▸ ROWS
• • •

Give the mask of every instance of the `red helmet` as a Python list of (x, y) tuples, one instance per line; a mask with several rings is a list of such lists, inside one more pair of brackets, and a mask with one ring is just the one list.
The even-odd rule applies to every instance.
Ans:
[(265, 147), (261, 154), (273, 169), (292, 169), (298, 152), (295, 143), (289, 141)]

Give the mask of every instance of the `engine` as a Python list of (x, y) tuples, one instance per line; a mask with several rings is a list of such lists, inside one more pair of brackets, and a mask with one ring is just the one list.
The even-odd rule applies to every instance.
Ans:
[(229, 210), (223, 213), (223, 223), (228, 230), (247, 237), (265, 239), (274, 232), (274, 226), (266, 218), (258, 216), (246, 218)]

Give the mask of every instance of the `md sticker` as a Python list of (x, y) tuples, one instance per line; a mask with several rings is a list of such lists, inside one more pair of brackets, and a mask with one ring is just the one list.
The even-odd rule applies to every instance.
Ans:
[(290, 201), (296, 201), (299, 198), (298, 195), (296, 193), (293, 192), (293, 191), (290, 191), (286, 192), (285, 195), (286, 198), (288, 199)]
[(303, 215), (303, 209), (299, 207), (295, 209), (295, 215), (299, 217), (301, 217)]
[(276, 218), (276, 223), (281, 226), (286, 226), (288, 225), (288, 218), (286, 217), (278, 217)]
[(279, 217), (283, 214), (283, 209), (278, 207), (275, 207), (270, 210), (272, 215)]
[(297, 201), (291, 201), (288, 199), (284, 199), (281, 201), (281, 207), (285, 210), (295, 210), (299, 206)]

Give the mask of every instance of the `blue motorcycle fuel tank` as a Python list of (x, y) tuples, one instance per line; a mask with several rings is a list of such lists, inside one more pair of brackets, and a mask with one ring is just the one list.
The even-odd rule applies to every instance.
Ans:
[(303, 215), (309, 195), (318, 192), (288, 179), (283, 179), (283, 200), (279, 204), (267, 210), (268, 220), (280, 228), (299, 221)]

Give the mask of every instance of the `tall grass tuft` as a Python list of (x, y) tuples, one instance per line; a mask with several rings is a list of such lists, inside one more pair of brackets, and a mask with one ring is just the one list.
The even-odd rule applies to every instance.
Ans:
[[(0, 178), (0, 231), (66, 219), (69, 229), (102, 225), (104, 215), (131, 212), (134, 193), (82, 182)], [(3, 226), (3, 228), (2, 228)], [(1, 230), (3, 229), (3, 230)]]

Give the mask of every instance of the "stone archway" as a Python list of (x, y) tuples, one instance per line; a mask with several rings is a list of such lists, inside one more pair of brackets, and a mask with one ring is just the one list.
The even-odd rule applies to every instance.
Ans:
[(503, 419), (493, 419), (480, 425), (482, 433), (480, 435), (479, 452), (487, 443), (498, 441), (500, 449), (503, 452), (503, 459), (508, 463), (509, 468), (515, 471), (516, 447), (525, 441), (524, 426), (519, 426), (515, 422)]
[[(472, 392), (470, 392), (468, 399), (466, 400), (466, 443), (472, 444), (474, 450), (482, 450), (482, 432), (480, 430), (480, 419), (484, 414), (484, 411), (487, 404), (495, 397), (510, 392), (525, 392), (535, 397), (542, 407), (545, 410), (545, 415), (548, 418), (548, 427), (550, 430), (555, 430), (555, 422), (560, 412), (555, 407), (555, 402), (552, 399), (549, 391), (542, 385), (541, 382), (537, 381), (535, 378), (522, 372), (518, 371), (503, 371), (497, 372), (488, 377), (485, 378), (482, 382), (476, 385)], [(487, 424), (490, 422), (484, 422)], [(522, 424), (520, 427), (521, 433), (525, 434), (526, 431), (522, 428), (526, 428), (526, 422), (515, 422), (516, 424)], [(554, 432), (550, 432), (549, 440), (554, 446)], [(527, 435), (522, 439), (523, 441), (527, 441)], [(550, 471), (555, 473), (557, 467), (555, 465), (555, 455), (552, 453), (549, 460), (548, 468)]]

• • •

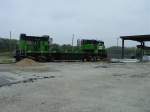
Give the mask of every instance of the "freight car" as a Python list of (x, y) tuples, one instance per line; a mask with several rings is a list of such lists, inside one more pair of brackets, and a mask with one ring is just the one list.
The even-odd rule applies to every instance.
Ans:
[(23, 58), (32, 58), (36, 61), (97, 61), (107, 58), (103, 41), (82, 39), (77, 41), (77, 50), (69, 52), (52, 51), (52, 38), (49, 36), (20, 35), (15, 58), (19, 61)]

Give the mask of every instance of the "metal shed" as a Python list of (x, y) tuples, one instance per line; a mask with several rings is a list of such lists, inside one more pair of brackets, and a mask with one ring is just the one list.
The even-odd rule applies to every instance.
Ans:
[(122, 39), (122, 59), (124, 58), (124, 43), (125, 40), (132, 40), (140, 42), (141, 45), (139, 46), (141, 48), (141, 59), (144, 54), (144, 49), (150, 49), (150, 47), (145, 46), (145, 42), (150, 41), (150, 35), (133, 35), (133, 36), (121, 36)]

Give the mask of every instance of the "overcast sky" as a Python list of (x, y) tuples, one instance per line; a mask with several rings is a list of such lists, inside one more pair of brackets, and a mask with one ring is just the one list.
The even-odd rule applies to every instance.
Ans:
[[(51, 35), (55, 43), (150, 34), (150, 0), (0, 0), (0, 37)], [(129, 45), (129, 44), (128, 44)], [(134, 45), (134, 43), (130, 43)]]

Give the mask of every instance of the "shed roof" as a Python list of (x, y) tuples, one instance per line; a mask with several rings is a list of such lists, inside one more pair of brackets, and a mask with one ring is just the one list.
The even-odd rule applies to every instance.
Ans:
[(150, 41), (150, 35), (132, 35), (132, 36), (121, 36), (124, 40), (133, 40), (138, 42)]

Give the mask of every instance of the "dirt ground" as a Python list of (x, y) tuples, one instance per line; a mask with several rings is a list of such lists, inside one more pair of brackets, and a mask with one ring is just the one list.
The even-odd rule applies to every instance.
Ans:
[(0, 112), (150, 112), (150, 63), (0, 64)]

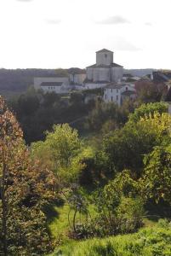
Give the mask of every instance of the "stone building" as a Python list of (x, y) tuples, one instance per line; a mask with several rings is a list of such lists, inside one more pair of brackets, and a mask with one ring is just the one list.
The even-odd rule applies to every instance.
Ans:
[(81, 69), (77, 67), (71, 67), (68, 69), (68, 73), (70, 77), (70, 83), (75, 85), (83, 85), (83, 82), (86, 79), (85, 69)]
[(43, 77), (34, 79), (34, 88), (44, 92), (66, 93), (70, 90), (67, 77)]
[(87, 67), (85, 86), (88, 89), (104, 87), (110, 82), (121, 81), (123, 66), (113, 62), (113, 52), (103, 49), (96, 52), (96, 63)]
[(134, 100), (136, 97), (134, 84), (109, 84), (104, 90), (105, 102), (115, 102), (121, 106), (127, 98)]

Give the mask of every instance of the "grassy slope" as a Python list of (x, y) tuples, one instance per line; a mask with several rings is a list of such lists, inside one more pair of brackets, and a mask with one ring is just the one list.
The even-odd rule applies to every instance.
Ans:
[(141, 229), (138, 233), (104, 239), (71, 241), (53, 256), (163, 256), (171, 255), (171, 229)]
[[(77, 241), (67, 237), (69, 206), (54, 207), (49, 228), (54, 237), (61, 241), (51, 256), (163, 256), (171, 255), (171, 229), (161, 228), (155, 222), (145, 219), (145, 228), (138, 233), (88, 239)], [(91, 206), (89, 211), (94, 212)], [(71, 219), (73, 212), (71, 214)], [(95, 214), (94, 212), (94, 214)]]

• • •

▸ JOB
Count the lines in the records above that contain the word "stone", and reply with the number alone.

▸ TASK RESPONSE
2